PROBLEM DESCRIPTION: Copy out word for word the lines of the rows below, beginning at the very first line and continuing through the line that contains "point(251, 915)". Include both of those lines and stop there.

(Stored records)
- - -
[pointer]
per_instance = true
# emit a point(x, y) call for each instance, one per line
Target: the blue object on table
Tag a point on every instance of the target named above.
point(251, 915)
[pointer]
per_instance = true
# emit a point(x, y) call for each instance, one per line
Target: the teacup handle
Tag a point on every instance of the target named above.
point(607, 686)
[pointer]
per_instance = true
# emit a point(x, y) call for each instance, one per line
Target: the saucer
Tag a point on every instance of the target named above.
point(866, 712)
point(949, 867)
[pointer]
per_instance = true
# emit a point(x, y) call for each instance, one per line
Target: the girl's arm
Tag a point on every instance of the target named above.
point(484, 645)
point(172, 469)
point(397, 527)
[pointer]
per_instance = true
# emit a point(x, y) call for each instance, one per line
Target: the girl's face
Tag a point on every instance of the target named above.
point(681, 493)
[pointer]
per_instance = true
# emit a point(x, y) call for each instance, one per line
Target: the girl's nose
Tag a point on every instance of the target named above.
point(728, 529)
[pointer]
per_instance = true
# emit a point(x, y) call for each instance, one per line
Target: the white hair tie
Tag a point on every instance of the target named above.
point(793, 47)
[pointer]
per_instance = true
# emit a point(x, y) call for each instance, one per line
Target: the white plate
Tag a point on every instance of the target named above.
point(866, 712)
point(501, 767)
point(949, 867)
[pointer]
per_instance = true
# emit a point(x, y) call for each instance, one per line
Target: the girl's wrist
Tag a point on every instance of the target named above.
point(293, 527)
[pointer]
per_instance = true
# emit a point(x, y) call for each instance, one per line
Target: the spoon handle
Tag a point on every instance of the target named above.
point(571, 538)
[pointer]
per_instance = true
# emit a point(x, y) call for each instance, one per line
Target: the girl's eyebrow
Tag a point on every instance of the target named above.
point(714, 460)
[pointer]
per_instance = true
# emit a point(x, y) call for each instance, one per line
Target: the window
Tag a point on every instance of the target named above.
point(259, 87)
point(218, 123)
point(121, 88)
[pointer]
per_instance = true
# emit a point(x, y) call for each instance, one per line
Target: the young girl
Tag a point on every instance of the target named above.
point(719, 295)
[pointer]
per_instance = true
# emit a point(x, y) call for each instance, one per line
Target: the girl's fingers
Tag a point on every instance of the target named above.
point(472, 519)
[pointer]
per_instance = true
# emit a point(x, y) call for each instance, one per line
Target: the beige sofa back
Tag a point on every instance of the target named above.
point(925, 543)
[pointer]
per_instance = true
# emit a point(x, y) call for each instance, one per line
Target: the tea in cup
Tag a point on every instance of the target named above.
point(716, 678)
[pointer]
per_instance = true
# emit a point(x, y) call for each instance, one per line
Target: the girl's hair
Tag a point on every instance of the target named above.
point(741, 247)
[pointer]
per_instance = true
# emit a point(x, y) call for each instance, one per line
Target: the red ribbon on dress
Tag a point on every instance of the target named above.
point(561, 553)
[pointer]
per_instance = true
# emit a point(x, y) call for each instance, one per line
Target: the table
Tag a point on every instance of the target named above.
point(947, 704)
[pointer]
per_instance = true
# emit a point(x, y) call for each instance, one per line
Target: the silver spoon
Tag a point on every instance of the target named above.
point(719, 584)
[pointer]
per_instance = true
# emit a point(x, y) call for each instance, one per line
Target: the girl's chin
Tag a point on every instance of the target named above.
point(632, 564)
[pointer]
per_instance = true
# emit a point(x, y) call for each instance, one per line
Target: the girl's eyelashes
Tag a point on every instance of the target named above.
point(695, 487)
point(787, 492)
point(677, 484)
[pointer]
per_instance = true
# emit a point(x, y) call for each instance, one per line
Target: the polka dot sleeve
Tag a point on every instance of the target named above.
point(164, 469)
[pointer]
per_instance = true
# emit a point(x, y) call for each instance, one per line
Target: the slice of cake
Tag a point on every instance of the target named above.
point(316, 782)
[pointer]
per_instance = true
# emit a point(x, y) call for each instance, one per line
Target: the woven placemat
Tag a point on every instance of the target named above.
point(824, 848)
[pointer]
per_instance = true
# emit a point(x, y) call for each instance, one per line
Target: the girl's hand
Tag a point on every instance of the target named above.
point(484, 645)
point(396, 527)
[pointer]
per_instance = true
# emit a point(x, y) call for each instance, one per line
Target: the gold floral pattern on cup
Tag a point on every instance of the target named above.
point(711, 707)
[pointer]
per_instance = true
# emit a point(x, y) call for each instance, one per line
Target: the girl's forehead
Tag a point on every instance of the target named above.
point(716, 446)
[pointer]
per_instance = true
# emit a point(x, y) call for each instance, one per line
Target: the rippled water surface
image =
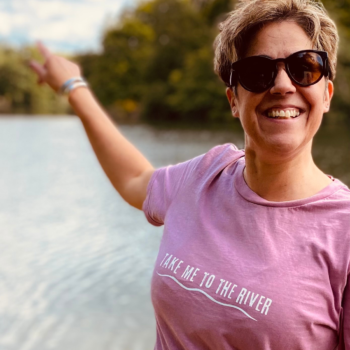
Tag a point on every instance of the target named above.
point(76, 261)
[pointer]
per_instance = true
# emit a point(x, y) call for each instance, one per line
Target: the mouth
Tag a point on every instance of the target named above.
point(283, 113)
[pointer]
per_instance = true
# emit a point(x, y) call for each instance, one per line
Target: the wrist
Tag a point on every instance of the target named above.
point(77, 93)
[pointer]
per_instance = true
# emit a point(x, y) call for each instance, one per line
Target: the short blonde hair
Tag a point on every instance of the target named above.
point(250, 16)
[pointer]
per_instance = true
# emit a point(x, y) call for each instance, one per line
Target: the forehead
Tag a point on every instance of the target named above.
point(279, 40)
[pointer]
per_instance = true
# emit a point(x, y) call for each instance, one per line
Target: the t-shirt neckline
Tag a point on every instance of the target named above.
point(247, 193)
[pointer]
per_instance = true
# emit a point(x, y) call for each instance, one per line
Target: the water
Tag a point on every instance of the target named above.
point(76, 261)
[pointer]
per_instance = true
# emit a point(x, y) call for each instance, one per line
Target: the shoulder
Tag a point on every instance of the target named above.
point(219, 157)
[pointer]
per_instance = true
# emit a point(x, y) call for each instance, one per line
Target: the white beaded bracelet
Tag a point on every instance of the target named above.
point(71, 84)
point(74, 86)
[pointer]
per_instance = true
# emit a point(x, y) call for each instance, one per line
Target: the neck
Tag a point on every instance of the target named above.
point(286, 179)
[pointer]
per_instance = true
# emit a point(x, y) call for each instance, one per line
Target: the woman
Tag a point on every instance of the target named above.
point(256, 246)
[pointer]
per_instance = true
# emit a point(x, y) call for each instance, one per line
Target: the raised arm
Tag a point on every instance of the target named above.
point(127, 169)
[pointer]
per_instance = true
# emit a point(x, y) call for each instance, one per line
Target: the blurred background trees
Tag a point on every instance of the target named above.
point(156, 66)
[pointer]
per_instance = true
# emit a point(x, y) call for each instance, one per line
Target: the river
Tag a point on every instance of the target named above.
point(76, 261)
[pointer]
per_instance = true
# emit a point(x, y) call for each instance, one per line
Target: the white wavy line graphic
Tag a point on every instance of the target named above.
point(207, 295)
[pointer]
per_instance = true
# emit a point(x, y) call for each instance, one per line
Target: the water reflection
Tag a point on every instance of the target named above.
point(76, 261)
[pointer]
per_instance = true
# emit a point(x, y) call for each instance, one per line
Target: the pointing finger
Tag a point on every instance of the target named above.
point(38, 68)
point(43, 49)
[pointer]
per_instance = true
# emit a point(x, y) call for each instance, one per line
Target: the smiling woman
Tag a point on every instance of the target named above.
point(255, 252)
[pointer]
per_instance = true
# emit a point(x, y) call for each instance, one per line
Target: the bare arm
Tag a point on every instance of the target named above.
point(127, 169)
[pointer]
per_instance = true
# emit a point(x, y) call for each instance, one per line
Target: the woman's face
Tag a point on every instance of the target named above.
point(270, 137)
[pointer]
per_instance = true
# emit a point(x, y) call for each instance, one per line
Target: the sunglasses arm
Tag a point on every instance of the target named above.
point(231, 77)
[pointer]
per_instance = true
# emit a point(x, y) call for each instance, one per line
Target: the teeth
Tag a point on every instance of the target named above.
point(284, 114)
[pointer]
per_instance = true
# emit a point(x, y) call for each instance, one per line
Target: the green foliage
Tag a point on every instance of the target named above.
point(157, 65)
point(159, 56)
point(19, 92)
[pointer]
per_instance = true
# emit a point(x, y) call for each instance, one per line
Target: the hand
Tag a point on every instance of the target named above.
point(56, 70)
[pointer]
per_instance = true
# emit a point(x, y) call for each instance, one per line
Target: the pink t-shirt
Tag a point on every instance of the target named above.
point(235, 271)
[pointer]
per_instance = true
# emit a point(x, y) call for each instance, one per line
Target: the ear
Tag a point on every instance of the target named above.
point(328, 95)
point(232, 99)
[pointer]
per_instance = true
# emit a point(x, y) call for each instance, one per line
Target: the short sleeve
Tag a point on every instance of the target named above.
point(166, 182)
point(344, 332)
point(163, 187)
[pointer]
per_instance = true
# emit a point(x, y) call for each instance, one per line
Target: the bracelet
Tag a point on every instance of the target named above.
point(65, 88)
point(74, 85)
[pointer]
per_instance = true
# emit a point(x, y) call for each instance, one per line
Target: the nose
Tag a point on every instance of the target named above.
point(282, 84)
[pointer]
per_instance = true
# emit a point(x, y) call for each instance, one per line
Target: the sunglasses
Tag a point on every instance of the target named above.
point(258, 73)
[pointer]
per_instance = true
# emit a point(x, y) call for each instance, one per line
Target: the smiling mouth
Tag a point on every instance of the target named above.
point(277, 113)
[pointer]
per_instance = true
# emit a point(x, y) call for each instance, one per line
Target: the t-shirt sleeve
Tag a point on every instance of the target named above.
point(166, 182)
point(344, 334)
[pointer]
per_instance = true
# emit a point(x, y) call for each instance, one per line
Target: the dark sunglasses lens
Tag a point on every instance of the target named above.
point(306, 67)
point(256, 73)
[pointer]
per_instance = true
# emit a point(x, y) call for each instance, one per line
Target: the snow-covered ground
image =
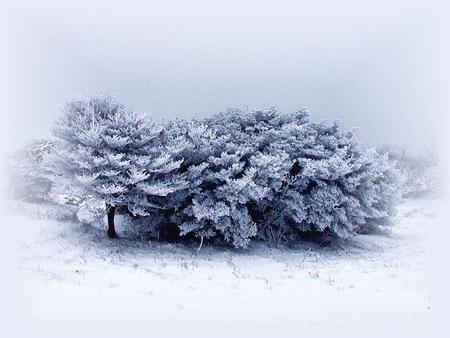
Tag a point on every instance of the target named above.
point(65, 280)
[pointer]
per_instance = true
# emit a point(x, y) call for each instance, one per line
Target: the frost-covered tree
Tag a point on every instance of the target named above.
point(109, 154)
point(30, 177)
point(276, 176)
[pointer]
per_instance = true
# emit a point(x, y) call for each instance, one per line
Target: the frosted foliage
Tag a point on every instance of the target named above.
point(236, 176)
point(114, 155)
point(273, 176)
point(29, 175)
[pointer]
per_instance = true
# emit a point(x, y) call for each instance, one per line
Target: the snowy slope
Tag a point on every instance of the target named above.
point(67, 280)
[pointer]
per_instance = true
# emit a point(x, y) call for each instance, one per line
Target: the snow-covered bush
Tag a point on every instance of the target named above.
- - -
EXERCISE RESPONSE:
[pointer]
per_instance = true
# emit a point(x, y) call for each instance, one per line
Target: the blue object on table
Tag a point on every instance of the target named above.
point(251, 915)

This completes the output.